AUFGABEN
a. Stimmen die folgenden Aussagen mit dem Text über die Dresdner Ausstellung überein? Antworte zu jeder Aussage mit Ja oder Nein und zitiere die entscheidenden Worte des Textes wörtlich. (i) Der Bucardo wurde 2003 aus dem Genmaterial des letzten lebenden Exemplars geklont. (ii) Die Landarbeiterinnen in „Wild Relatives“ ernten Pflanzensamen zur Weiterverarbeitung. (iii) Der Einstieg in die Ausstellung trägt den Namen „Herkunft“.
b. Setze den Text über die Dresdner Ausstellung nach seinem letzten Satz fort.

SEITENTEXT
◇ ◇ ◇ ◇ ◇

Wir befinden uns in der aktuellen Ausstellung „Von Genen und Menschen“ im Deutschen Hygiene-Museum in Dresden. Hier erzählt Mayer die tragische Geschichte des Pyrenäensteinbocks als, gewissermaßen, dem Dodo des 21. Jahrhunderts. Denn diese Bucardo genannte Art starb um die Jahrtausendwende aus und wurde 2003 aus dem Genmaterial des letzten lebenden Exemplars geklont.

Mayers Ensemble aus dem Video, der originalen Falle für das „Muttertier“ Laña und dessen ausgestopfter Körper enthält die Essenz der Thematik: das Für und Wider der Gentechnik, Theorie und Praxis der einschlägigen Forschung und der Menschheitstraum, die Natur – zu welchem Zweck auch immer – auszutricksen.

Fast empfiehlt es sich, den Rundgang im allerletzten Raum mit der Saga vom letzten (und vorletzten) Bucardo zu beginnen. Denn dort sind künstlerische Arbeiten versammelt, die das komplexe Thema Genetik nicht als Sidekicks illustrieren, sondern auf assoziative und poetische Weise einführen. Gleich neben dem Drahtverhau mit der Fall(en)tür befindet sich eine weitere Großprojektion: Jumana Mannas „Wild Relatives“ (Wilde Verwandte, 2018).

Dafür begleitete die gebürtige Palästinenserin syrische und libanesische Landarbeiterinnen auf Äcker, wo Pflanzensamen nicht zur Weiterverarbeitung, sondern für eine globale Saatgutbank geerntet werden. Mannas dokumentarische Inszenierung greift auch den geopolitischen Kontext auf: Krieg, Hunger, Klimawandel und Landspekulationen.

Schauplatzwechsel in den hohen Norden: Dort, wo derlei Samendepots sicher aufbewahrt werden, unterhalten sich zwei Priester über das Projekt, über die Schöpfung und jene großen Menschheitsthemen, die in der gesamten Ausstellung mitklingen.

Chromosomen eineiiger Zwillinge, und doch unterschiedlich. 

© (2005) National Academy of Sciences, U.S.A

Wer seinen Besuch allerdings brav von vorne beginnt, wird von einer hohen, palisadenartigen Wand womöglich eingeschüchtert. Dahinter stellen sich in einem vielstimmigen, textreichen Labyrinth die frühen Gretchenfragen der Genetik vor. „Herkunft“ nennt sich dieser Einstieg, in dem es um die Geburt dieser Wissenschaft aus dem Geist von Medizin und Forensik geht, um menschenverachtende Klassifizierungsversuche und um die Erfassung von Geninformationen im Dienste autoritärer Überwachung. Ethische Probleme sind dabei omnipräsent.

◇ ◇ ◇ ◇ ◇

GEGEBENE DATEN
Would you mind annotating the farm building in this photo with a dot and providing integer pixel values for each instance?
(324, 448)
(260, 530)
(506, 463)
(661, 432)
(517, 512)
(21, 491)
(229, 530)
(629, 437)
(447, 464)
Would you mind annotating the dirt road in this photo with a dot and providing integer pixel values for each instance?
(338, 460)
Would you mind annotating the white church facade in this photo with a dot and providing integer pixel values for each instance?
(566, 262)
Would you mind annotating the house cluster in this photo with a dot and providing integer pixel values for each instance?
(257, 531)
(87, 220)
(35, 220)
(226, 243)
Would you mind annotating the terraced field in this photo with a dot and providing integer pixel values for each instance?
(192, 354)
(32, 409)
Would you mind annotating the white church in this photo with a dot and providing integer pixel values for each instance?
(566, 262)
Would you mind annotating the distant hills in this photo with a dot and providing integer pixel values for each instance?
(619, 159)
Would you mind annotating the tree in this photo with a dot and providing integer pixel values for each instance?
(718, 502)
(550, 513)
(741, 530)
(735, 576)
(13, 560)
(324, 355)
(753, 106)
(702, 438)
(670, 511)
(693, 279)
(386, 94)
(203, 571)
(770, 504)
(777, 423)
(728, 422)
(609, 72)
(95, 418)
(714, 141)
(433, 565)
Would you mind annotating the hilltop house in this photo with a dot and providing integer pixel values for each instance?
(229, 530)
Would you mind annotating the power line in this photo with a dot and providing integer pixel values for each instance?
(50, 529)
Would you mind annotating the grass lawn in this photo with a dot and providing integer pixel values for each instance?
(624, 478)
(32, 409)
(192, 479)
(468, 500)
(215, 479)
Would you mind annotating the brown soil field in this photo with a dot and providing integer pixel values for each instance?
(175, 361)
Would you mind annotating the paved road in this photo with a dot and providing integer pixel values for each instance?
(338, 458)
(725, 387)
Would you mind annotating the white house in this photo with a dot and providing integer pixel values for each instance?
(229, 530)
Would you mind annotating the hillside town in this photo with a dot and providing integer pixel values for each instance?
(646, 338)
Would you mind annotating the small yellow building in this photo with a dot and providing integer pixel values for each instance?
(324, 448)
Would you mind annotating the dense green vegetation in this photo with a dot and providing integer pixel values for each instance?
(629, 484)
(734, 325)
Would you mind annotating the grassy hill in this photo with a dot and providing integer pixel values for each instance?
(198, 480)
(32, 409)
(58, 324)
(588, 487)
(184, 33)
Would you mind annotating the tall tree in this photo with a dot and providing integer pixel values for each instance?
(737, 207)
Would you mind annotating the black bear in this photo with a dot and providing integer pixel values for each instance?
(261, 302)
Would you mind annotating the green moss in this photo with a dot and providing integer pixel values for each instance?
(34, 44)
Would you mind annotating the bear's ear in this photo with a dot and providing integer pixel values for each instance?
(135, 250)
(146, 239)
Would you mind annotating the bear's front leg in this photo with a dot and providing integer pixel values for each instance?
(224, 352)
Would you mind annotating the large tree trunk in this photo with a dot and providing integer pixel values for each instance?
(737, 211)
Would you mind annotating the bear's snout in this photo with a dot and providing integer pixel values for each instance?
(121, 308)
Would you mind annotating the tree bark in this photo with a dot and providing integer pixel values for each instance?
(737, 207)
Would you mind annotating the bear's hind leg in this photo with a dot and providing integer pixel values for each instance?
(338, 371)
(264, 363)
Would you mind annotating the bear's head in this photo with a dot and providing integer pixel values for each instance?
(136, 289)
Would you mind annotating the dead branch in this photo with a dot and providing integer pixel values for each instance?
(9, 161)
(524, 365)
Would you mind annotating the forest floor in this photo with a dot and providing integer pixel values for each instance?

◇ ◇ ◇ ◇ ◇

ANTWORTEN JE AUFGABE
a.
(i) Ja: »wurde 2003 aus dem Genmaterial des letzten lebenden Exemplars geklont«
(ii) Nein: »wo Pflanzensamen nicht zur Weiterverarbeitung, sondern für eine globale Saatgutbank geerntet werden«
(iii) Ja: »„Herkunft“ nennt sich dieser Einstieg«

b.
1953, als die beiden US-Forscher James Watson und Francis Crick die Struktur der menschlichen Erbanlagen identifizierten, mag ihnen die Tragweite nicht klar gewesen sein. Ihre Arbeit führte (auch) zu einer Flut von Visualisierungen der DNA-Doppelhelix als medialer Ikone. Ab diesem Punkt wird die Ausstellung reicher an dreidimensionalen Exponaten. Neben den einschlägigen Spiral- oder Gerüstmodellen, fällt ein hinterleuchtetes Dokument auf.

„Mein lieber Michael,“ beginnt der handgeschriebene Brief, „Jim Watson und ich haben wahrscheinlich eine höchst wichtige Entdeckung gemacht. Wir haben ein Modell der Struktur der Des-oxy-ribo-nuclein-säure (lies es sorgfältig), kurz D.N.A. genannt, gebaut. Unsere Struktur ist wunderschön. Es ist wie ein Code.“

Vor genau 70 Jahren schrieb Crick diese euphorischen Zeilen an seinen zwölfjährigen Sohn. Das Erbe dieser und anderer Erkenntnisse wird in der Schau anschaulich diskutiert: in Form des weltweiten Humangenomprojekts, mit Untersuchungen zur genetischen Disposition von geschlechtlicher Identität oder zum Phänomen eineiiger Zwillinge.

Hier fasziniert erneut ein Kunstwerk: Candice Breitz’ filmische Beobachtung von je zwei Zwillingsschwestern (2009), die unabhängig voneinander auf einen Fragenkatalog reagieren. Wie bei Mayer und seinem Bucardo, öffnet auch dieses Kunstwerk den Blick auf eine Art Naturwunder, weit über den Horizont wissenschaftlicher Analyse hinaus.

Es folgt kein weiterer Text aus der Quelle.